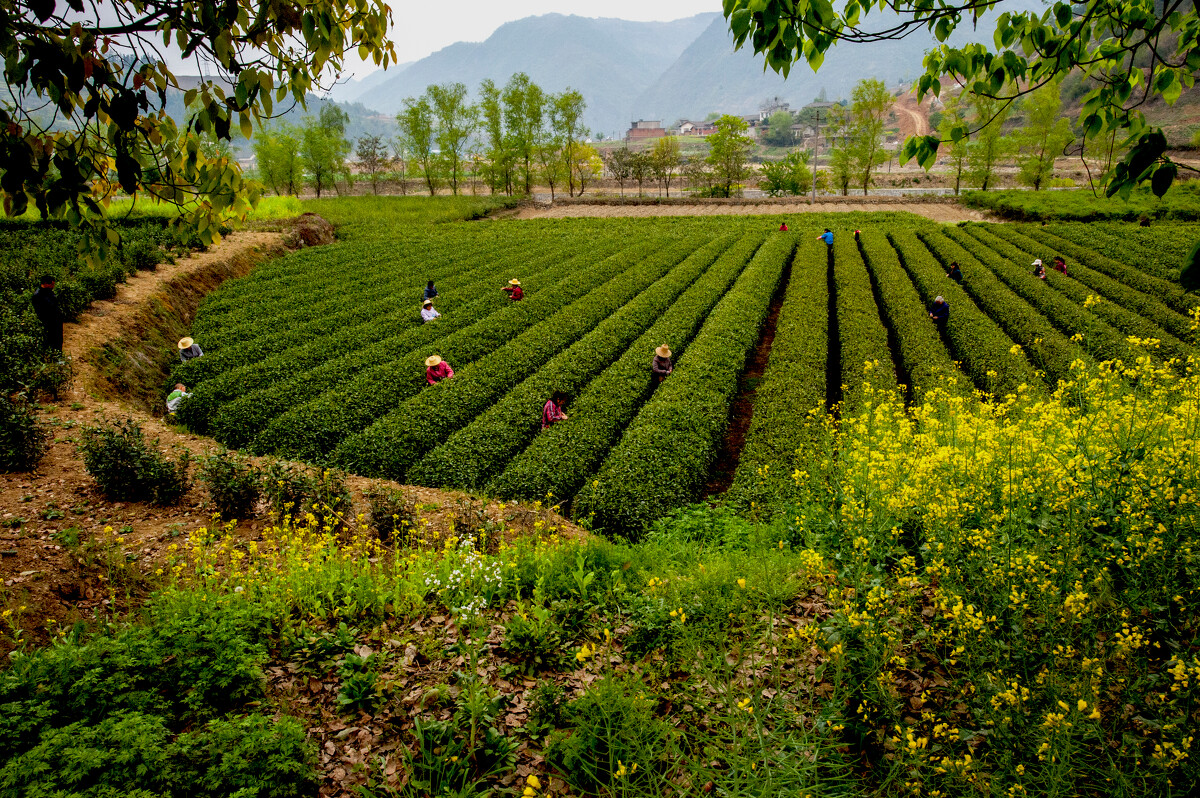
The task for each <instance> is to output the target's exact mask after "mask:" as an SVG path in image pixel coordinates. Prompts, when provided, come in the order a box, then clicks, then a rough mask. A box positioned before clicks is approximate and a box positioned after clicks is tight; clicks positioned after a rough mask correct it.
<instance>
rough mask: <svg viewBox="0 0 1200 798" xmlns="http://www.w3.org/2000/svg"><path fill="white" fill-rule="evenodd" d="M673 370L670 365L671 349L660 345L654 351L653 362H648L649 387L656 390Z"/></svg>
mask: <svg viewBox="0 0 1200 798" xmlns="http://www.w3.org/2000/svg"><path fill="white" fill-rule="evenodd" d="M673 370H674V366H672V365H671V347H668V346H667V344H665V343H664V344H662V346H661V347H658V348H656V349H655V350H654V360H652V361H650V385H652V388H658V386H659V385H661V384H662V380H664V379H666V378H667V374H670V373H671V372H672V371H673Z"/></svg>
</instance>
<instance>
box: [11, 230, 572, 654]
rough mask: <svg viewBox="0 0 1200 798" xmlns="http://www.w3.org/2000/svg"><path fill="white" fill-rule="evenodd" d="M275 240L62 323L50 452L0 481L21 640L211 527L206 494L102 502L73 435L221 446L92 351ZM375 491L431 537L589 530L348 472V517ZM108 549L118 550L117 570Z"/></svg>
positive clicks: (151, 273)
____________
**INSTRUCTIONS TO FOLLOW**:
Each line above that has the word "instance" should be copied.

**FINAL ANSWER**:
The task for each <instance> is to output the target's exact mask after "mask:" as an SVG path in image pixel coordinates. Prompts, when provided, come in the order a box, then clicks, then a rough mask. A box positioned before clicks is approximate and a box positioned after clicks is tight; clicks positioned after a rough mask correct it.
<instance>
</instance>
<instance>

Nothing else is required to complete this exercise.